#### Given text ####
The whooping cough vaccine your children get may not work as well as the one you got as a kid

About 20 years ago, the United States and a few other countries started using a different pertussis vaccine than had been used previously. The change was in response to public fear about some very rare neurological disorders that may or may not have had a relationship to that older vaccine (it couldn't ever be proven one way or the other).

The vaccine we use today was created to get around any possible mechanism for those disorders and, along the way, ended up having lower rates of the less-troubling (and far, far more common) sort of side effects, as well. Think short-term redness, swelling, or pain at the site of injection.

The downside, reports Maryn McKenna, is that this new vaccine might not be as effective as the old one. In fact, scientists at the Centers for Disease Control, Kaiser Permanente Medical Center in San Rafael, Calif., and Australia's University of Queensland's Children's Medical Research Unit, are raising the possibility that a less effective vaccine could be part of why we're now seeing a big increase in pertussis outbreaks.

In the most recent research, a letter published Tuesday night in JAMA, researchers in Queensland, Australia examined the incidence of whooping cough in children who were born in 1998, the year in which that province began phasing out whole-cell pertussis vaccine (known as there as DTwP) in favor of less-reactive acellular vaccine (known as DTaP). Children who were born in that year and received a complete series of infant pertussis shots (at 2, 4 and 6 months) might have received all-whole cell, all-acellular, or a mix — and because of the excellent record-keeping of the state-based healthcare system, researchers were able to confirm which children received which shots.
#### Provided material ####
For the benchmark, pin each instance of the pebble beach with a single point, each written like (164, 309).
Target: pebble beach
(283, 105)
####
Reproduce the whooping cough vaccine article word for word, from its headline to the final sentence.

Reply to the exercise -
The whooping cough vaccine your children get may not work as well as the one you got as a kid

About 20 years ago, the United States and a few other countries started using a different pertussis vaccine than had been used previously. The change was in response to public fear about some very rare neurological disorders that may or may not have had a relationship to that older vaccine (it couldn't ever be proven one way or the other).

The vaccine we use today was created to get around any possible mechanism for those disorders and, along the way, ended up having lower rates of the less-troubling (and far, far more common) sort of side effects, as well. Think short-term redness, swelling, or pain at the site of injection.

The downside, reports Maryn McKenna, is that this new vaccine might not be as effective as the old one. In fact, scientists at the Centers for Disease Control, Kaiser Permanente Medical Center in San Rafael, Calif., and Australia's University of Queensland's Children's Medical Research Unit, are raising the possibility that a less effective vaccine could be part of why we're now seeing a big increase in pertussis outbreaks.

In the most recent research, a letter published Tuesday night in JAMA, researchers in Queensland, Australia examined the incidence of whooping cough in children who were born in 1998, the year in which that province began phasing out whole-cell pertussis vaccine (known as there as DTwP) in favor of less-reactive acellular vaccine (known as DTaP). Children who were born in that year and received a complete series of infant pertussis shots (at 2, 4 and 6 months) might have received all-whole cell, all-acellular, or a mix — and because of the excellent record-keeping of the state-based healthcare system, researchers were able to confirm which children received which shots.